EXERCISE OBJECTIVE: Please retype the records that appear below, exactly and in full.

RECORDS TO PROCESS:

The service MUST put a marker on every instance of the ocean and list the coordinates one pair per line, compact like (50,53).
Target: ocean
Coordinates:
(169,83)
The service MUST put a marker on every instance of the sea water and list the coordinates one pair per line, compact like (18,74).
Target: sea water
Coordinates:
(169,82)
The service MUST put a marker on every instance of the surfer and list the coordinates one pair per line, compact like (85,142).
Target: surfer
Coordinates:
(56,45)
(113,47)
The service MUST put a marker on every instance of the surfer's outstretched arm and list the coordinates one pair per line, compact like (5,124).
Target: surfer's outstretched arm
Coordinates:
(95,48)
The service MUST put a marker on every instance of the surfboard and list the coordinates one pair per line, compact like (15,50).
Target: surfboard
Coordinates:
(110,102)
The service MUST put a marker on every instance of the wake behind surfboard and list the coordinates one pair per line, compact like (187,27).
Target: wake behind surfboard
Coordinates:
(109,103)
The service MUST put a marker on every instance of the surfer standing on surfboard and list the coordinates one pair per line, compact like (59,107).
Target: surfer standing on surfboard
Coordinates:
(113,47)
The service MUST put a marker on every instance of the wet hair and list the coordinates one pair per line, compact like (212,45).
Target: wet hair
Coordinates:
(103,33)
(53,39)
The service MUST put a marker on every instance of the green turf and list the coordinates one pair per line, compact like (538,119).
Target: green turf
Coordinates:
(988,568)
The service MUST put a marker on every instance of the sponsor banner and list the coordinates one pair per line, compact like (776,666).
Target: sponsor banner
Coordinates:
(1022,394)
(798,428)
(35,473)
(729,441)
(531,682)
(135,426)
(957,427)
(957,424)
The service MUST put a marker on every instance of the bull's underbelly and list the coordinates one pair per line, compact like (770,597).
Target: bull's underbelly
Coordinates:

RESPONSE AREA:
The service MUST put a marker on every instance of the ocean and list the coordinates one pair per line, compact like (50,53).
Target: ocean
Coordinates:
(169,83)
The service MUST put a marker on every instance of the sea water and list the coordinates one pair per line, compact like (18,74).
Target: sea water
Coordinates:
(169,82)
The service MUST put a marker on every instance of the surfer and list the coordinates one pair per line, compact like (85,142).
Target: surfer
Coordinates:
(56,45)
(113,47)
The service MUST put a marker on every instance of the surfer's outstretched arm and list the coordinates one pair per line, compact like (5,124).
Target: surfer's outstretched arm
Coordinates:
(95,48)
The service MUST put a marker on every instance of the surfboard and list the coordinates one pair per line, compact like (15,50).
Target: surfboard
Coordinates:
(110,102)
The service MUST put a marker on every instance of the wake behind surfboard and list the coordinates one pair per line, compact like (187,27).
Target: wake behind surfboard
Coordinates:
(109,103)
The service MUST put a marker on every instance of the surfer standing on surfboard and list the coordinates one pair per line, compact like (59,107).
Target: surfer standing on surfboard
Coordinates:
(113,47)
The service MUST put a marker on every instance of the wet hair and list the coordinates one pair per line, compact like (212,45).
Target: wet hair
Coordinates:
(103,33)
(53,39)
The service MUST put a marker on every instance of the green turf and list the coordinates one pair per line, compact like (538,119).
Target: green turf
Coordinates:
(988,568)
The service MUST put a marker on every instance of the sponsor banner and list the coordinates one pair per line, compact like (776,666).
Target: sponsor banner
Coordinates:
(1022,394)
(798,428)
(35,473)
(729,441)
(531,682)
(135,426)
(957,427)
(957,424)
The service MUST put a marker on every instance of the bull's underbelly and list the coordinates one pair per line, compact like (770,597).
Target: bull's underbelly
Coordinates:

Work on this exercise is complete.